-- START --

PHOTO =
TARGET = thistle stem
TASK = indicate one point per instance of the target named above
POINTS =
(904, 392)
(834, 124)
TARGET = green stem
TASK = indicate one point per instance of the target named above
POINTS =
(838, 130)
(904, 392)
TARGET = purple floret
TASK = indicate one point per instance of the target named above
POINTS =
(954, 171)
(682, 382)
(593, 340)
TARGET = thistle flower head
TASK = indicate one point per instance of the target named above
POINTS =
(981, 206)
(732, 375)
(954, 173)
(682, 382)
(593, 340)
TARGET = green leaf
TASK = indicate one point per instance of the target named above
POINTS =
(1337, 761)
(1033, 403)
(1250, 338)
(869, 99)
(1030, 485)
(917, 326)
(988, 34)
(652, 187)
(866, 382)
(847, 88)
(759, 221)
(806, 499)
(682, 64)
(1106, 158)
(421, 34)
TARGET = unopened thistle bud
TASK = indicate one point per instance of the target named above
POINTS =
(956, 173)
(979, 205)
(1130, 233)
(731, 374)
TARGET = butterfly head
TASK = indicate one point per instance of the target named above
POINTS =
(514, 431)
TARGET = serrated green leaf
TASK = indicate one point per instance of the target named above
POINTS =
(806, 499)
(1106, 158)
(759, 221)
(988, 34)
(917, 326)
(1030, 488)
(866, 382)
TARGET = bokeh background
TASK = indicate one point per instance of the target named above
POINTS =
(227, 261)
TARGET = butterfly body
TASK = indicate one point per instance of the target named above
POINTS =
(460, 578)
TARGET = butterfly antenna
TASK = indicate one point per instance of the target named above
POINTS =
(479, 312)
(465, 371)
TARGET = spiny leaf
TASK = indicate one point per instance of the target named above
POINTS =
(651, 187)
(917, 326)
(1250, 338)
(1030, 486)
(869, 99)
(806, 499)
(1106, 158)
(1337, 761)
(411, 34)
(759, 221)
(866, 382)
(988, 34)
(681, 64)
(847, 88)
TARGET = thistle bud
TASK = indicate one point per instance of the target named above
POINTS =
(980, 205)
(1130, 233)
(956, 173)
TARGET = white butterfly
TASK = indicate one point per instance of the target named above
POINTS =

-- END --

■ JOB ■
Render the lines of the listing from the line containing "TARGET = spiny leaf" through the end of the listing, both ends included, as a Markdown table with the columns Row and Text, where Row numbers each line and blank lines are left out.

■ RESULT FOR THIS EXERCISE ■
| Row | Text |
|---|---|
| 1 | TARGET = spiny leaf |
| 2 | TASK = indicate one point per instance of the target named above |
| 3 | POINTS = |
| 4 | (651, 187) |
| 5 | (917, 326) |
| 6 | (1250, 338) |
| 7 | (1030, 486) |
| 8 | (869, 99) |
| 9 | (806, 499) |
| 10 | (1106, 158) |
| 11 | (1337, 761) |
| 12 | (411, 34) |
| 13 | (759, 221) |
| 14 | (866, 382) |
| 15 | (988, 34) |
| 16 | (681, 64) |
| 17 | (847, 88) |
| 18 | TARGET = thistle bud |
| 19 | TASK = indicate one point per instance of the target named above |
| 20 | POINTS = |
| 21 | (980, 205) |
| 22 | (1130, 233) |
| 23 | (956, 173) |
| 24 | TARGET = white butterfly |
| 25 | TASK = indicate one point per instance of the target named above |
| 26 | POINTS = |